Reproduce the records that follow exactly as they are written.

# [Records shown]

*****

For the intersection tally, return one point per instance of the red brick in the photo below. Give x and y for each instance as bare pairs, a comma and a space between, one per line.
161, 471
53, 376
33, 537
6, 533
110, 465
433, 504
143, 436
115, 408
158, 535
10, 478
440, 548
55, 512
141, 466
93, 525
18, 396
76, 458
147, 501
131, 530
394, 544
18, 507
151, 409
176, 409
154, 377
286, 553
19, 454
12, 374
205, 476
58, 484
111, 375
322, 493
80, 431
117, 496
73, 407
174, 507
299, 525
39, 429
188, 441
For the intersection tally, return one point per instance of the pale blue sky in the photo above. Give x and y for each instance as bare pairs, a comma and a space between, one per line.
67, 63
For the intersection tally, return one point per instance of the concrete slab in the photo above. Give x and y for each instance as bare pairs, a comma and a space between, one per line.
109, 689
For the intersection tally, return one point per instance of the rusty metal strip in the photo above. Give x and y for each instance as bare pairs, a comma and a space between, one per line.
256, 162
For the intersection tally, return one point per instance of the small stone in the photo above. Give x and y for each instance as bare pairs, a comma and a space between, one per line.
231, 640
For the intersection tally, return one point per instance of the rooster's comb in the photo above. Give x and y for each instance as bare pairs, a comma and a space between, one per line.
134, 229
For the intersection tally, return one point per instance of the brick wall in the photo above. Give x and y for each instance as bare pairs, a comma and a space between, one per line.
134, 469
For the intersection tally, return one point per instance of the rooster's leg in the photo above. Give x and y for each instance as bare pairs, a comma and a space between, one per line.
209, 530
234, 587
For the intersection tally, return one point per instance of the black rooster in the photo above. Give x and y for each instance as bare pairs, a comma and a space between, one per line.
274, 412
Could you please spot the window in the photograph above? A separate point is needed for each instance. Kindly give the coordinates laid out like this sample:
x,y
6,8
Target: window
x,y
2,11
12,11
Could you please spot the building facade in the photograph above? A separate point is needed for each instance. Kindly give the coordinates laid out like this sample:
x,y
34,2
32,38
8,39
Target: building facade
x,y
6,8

*****

# [Reply]
For the intersection tally, return one point per instance of the red brick in the photo below. Give x and y for each instance as bare pairs, a comma and a space between, one per line.
161, 471
53, 376
33, 537
6, 533
110, 465
433, 504
143, 436
115, 408
158, 535
10, 478
440, 548
55, 512
141, 466
93, 525
18, 396
76, 458
147, 501
131, 530
394, 544
18, 507
151, 409
176, 409
154, 377
286, 553
19, 454
12, 374
205, 476
58, 484
111, 375
322, 493
80, 431
117, 496
73, 407
174, 507
299, 525
39, 429
188, 441
For the intersection tally, return one point per instance of the pale blue sky in the photo above. Give x and y for each instance as bare pairs, a comma and a space between, one per line.
67, 63
For the intersection tally, return one point per instance of the concrete slab in the photo above. Give x and y for each instance as bare pairs, a comma and a space between, one per line.
109, 689
For the intersection tally, return one point per instance of the rusty metal strip in the photo above. Give x and y for each instance as bare pairs, a comma and a space between, one per line.
256, 162
For the intersection tally, return one point per instance of the small stone in the photo above. Give x and y for each instance as bare pairs, a comma and a space between, one per line.
231, 640
For the intersection tally, return one point per instance of the rooster's comb in the photo above. Give x and y for each instance as bare pairs, a comma and a space between, one per line.
134, 229
For the intersection tally, return one point per instance of the brick wall in the photo above. Give x and y for each instance as bare pairs, a comma and a space between, one per line.
134, 469
For the intersection tally, return one point per instance of the rooster's leg in the photo above. Give x and y for each instance as bare pairs, a comma and a space between, one per line.
209, 530
234, 587
For the intersection tally, return one point per instance of the black rooster in the photo above. Give x and y for each instance as bare pairs, a comma and a space between, one per line.
274, 412
Could you please spot the window in the photograph above? A separate point is needed for each instance. Kindly give the coordinates laid out like this sample:
x,y
6,8
Target: window
x,y
2,11
12,11
Could you please spot the building facade in the photograph above? A separate point is needed for each instance. Kindly give the coordinates laid out like this sample:
x,y
34,2
32,38
8,39
Target: building facade
x,y
6,8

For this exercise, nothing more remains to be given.